Written problem —
Please return, unchanged, every line below that contains the word "background".
Start The input
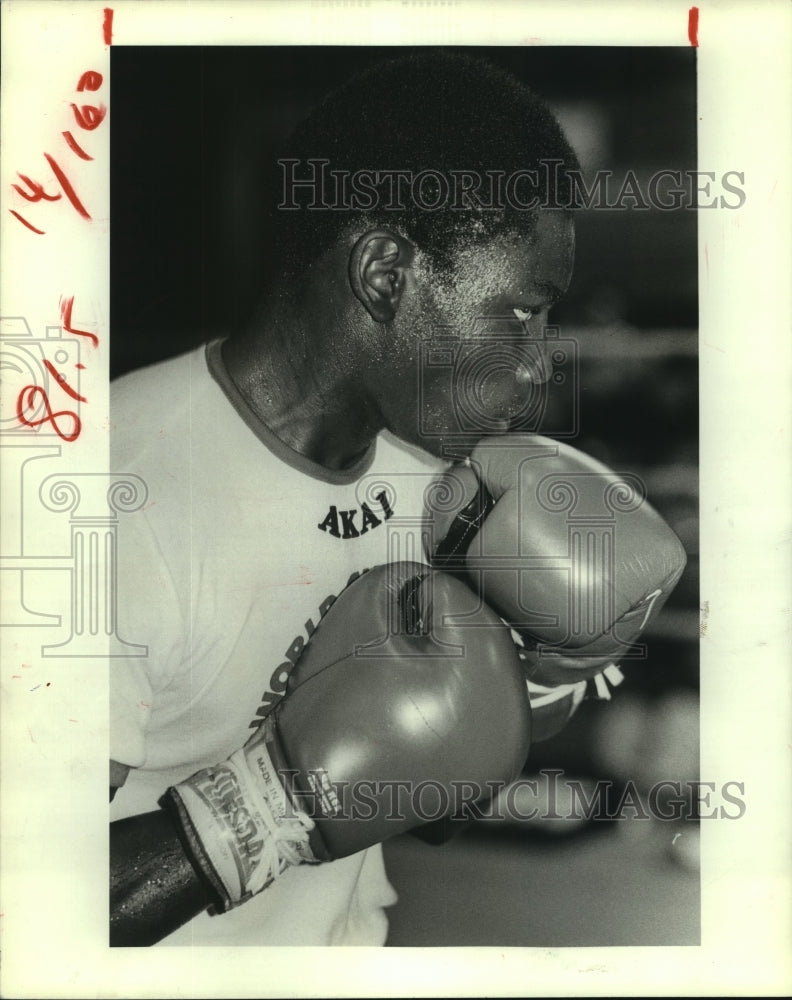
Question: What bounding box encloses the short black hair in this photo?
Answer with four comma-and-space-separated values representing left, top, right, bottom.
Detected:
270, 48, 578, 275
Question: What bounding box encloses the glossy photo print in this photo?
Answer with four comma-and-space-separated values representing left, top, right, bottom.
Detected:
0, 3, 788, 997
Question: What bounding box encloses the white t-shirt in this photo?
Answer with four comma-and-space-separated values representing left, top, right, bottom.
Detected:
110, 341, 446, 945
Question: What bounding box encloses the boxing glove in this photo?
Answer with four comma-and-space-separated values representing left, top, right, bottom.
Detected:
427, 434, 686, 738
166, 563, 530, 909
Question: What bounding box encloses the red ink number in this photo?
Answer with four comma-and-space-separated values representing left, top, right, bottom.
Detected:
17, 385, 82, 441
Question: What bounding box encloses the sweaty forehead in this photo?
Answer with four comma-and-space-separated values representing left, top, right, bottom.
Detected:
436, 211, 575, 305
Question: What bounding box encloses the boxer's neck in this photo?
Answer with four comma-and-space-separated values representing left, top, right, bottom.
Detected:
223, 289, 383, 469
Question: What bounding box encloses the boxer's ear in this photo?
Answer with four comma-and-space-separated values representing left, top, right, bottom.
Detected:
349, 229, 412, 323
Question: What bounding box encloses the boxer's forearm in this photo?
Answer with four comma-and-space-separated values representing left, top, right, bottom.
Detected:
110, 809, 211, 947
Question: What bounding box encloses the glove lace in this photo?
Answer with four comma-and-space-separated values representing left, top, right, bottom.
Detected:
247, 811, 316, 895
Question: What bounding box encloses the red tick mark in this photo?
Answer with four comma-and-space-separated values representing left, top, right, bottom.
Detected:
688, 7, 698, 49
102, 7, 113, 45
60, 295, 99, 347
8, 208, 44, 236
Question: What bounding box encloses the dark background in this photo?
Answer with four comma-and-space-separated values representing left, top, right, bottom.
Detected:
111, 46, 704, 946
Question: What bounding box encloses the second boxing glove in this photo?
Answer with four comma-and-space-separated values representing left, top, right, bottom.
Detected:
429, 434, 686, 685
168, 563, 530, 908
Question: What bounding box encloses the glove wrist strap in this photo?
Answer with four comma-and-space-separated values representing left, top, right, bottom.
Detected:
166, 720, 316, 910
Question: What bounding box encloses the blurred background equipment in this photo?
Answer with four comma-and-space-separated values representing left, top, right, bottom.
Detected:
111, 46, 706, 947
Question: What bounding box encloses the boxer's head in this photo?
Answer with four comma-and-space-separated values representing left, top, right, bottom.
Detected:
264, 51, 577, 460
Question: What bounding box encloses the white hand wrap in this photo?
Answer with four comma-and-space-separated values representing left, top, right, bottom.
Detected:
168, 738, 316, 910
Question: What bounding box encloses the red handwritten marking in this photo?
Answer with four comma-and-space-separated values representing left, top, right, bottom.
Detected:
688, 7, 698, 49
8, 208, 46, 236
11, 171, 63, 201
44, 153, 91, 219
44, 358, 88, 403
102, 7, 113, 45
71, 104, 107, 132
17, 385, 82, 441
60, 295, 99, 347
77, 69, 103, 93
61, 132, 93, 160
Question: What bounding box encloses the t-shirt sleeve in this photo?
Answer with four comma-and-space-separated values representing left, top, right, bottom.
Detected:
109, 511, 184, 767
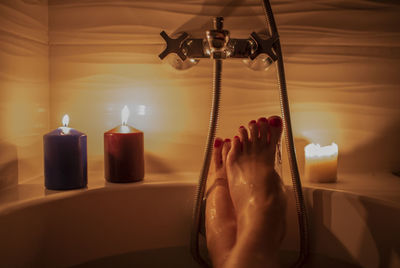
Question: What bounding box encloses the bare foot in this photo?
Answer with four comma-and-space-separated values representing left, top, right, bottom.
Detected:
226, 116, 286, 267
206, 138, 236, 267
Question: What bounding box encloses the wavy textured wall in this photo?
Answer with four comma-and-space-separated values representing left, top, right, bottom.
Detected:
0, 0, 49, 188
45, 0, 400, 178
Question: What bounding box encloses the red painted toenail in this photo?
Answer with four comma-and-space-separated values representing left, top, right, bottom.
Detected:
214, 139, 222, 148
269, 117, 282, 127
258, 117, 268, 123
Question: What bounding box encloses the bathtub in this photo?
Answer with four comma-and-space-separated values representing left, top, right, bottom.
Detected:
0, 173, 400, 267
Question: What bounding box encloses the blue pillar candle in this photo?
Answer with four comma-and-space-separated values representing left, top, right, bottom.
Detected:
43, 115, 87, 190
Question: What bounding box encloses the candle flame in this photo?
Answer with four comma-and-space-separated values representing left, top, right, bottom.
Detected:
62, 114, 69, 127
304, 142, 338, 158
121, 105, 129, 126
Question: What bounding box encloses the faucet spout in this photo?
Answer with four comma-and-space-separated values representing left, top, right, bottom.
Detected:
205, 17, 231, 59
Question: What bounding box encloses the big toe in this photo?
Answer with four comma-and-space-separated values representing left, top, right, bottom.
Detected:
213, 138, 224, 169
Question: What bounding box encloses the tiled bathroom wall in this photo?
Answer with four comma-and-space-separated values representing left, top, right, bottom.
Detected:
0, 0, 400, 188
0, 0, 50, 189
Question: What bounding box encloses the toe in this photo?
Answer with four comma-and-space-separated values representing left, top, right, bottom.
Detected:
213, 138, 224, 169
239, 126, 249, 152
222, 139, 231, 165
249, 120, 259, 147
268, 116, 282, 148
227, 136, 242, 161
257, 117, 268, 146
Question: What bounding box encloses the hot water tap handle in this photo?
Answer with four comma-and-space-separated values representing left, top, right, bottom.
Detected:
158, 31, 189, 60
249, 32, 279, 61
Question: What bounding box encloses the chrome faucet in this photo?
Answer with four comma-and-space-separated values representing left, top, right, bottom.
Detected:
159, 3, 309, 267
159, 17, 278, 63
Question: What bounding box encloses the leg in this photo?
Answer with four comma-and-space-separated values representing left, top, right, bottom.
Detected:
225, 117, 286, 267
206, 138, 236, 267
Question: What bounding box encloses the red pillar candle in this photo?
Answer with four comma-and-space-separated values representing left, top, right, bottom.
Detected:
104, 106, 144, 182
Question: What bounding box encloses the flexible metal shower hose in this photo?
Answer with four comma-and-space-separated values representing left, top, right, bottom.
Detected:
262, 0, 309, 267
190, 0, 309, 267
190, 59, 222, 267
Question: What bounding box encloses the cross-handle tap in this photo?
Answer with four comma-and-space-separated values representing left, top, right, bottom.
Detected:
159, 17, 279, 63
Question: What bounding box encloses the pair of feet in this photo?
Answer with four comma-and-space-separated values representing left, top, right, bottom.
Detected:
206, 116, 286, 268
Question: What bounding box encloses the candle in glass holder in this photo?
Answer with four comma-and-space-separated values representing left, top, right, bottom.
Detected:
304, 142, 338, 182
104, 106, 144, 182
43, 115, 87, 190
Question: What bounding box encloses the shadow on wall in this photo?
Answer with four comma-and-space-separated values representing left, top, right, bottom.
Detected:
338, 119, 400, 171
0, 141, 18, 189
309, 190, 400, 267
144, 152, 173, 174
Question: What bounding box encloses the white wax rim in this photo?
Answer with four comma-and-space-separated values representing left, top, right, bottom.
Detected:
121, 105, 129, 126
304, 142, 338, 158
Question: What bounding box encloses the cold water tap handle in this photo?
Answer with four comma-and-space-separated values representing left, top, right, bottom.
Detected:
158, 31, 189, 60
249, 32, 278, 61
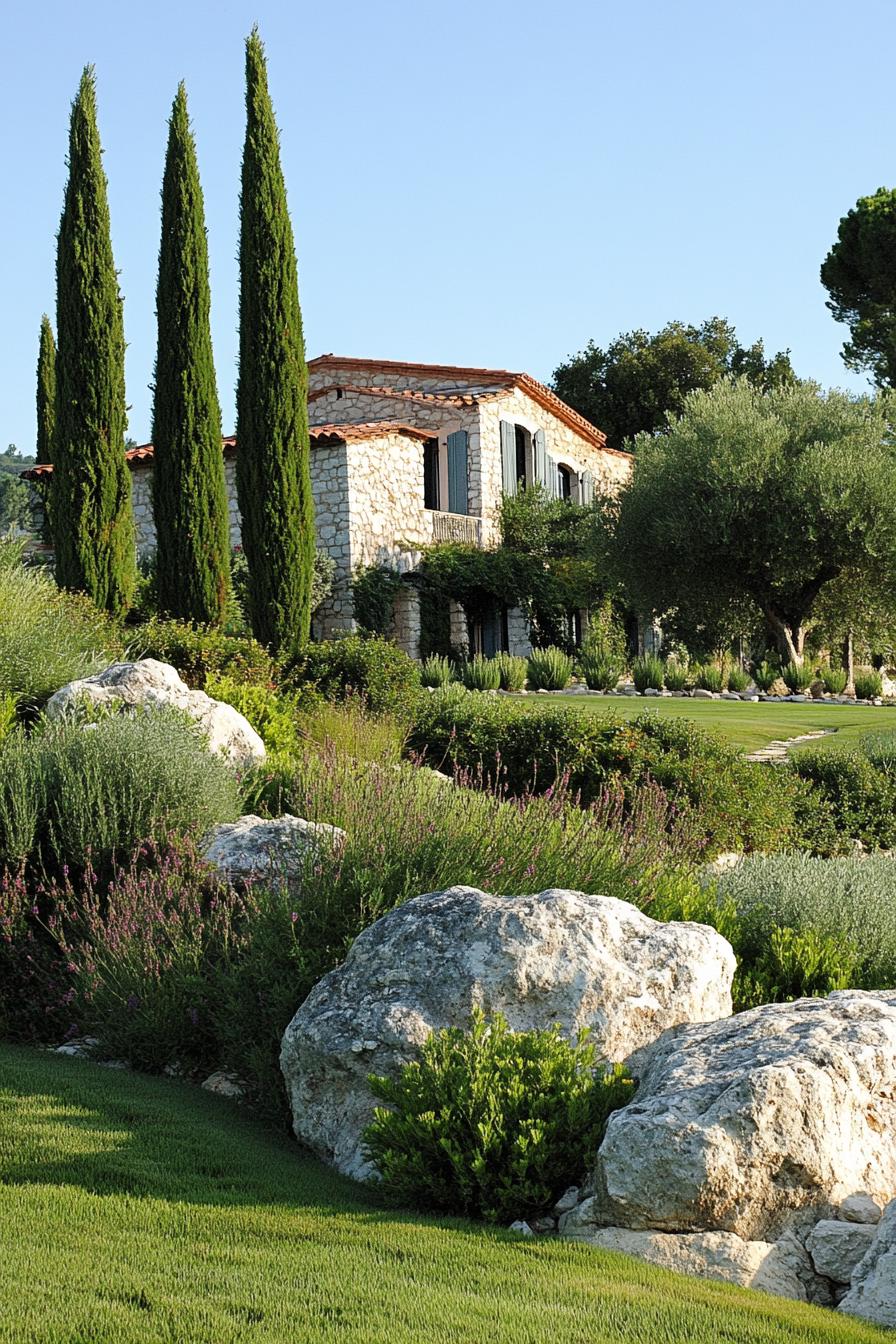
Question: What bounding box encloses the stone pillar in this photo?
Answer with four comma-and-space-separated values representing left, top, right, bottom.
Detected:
End The input
Task response —
Question: What bounding box encloses the dark background in this photo?
Question: What bounding box encloses the blurred background equipment in this photo?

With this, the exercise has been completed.